Задания:
1) Определите, верны ли по отрывку об артисте Матове утверждения: (а) после объявления номера Матов не спеша выходил к рампе; (б) Матова называли «вечным двигателем»; (в) брови у Матова были густые. На каждое ответьте «да» или «нет» и приведите решающие слова отрывка точной цитатой.
2) Продолжите рассказ об артисте Матове, начиная сразу после его последнего предложения.

Исходный отрывок:
«Чем быстрее идешь, тем чаще оглядывайся»
«Чем быстрее идешь, тем чаще оглядывайся»
Матов был артист невероятно заводной. После объявления номера он пулей вылетал к рампе (казалось, еще секунда – и он упадет в оркестровую яму), резко останавливался, скороговоркой выдавал первую репризу, всегда убивающую наповал, затем порывисто срывался с места, бежал к кулисе, опять останавливался как вкопанный и, повернув на сто восемьдесят градусов, устремлялся к противоположной кулисе, скрывался в ней и тут же выскакивал оттуда, чтобы в два прыжка вновь оказаться у рампы. Все это сопровождалось утрированной жестикуляцией и мимикой. Его лицо растягивалось и сжималось, точно резиновое. Тоненькие, словно нарисованные брови. Утиный нос, как бы умышленно повернутый набок. Усики-щеточка. Крупные неровные зубы – казалось, они плясали, когда он улыбался, растягивая рот до ушей… Все было в постоянном движении, все играло.
Не зря его называли «вечным двигателем», а также – «чертиком из табакерки».

Записи:
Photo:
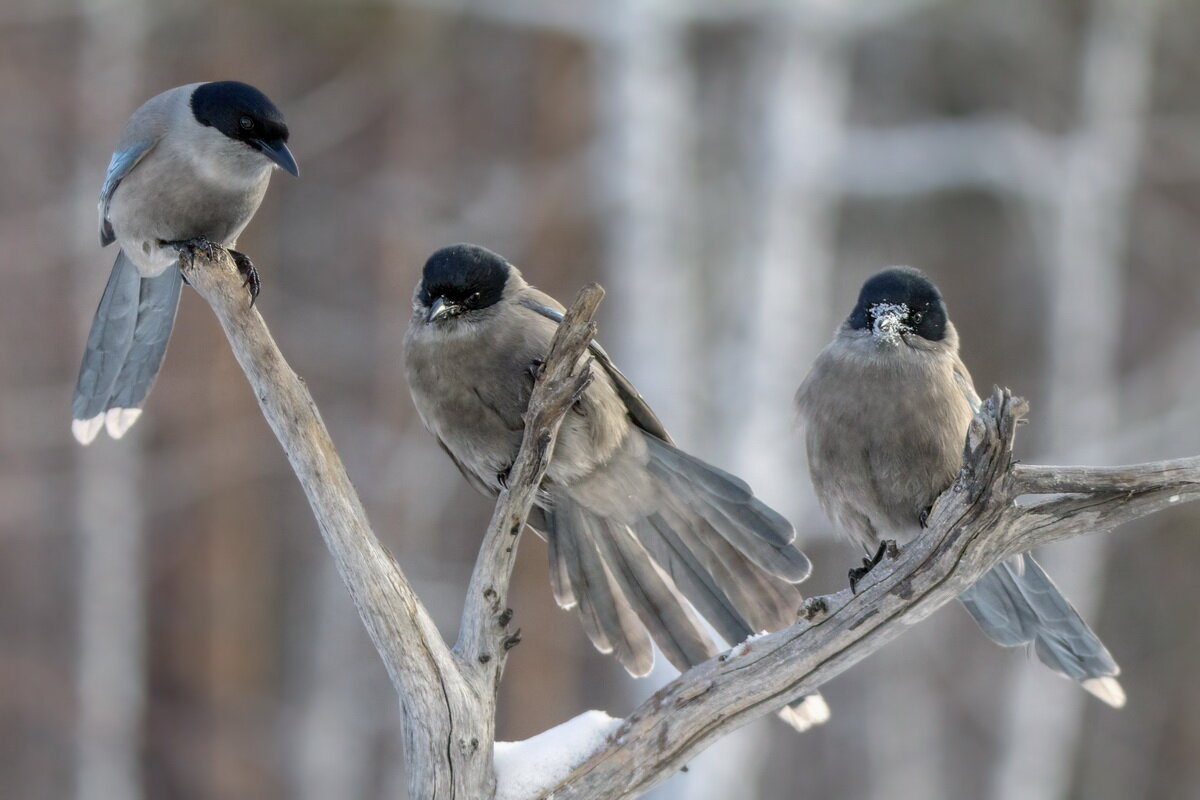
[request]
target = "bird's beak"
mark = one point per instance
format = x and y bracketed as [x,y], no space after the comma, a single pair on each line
[441,308]
[889,324]
[277,151]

Правильные ответы:
1)
(а) Нет: «После объявления номера он пулей вылетал к рампе».
(б) Да: «Не зря его называли «вечным двигателем»».
(в) Нет: «Тоненькие, словно нарисованные брови».

2)
Его сравнивали с популярными эксцентрическими комиками киноэкрана – Гарольдом Ллойдом, Монти Бенксом, Бастером Китоном. На эстраде и в кино он пробовал «надеть» на себя маску Чаплина. А однажды Добрынин (это было на каком-то праздничном концерте) так и представил его как «нашего советского Чарли Чаплина». Пусть это и было сказано с перебором, что называется, от широты душевной (Добрынин вообще не скупился на похвалы коллегам), но все же в манере Матова действительно было нечто, напоминавшее эксцентриков немого кино.
Матов, вероятно, мог отлично конферировать, но я не помню, чтобы он выходил в качестве конферансье. Он был эксцентриком широкого диапазона, «работал номером».
Играл в обозрениях Ленинградского театра сатиры, в Театре для всех, организованном им вместе с Иваном Гурко, много снимался в кино – у Козинцева и Трауберга, Юткевича, Эрмлера, был отличным пародистом. Созданный им комический хор пользовался стойким успехом.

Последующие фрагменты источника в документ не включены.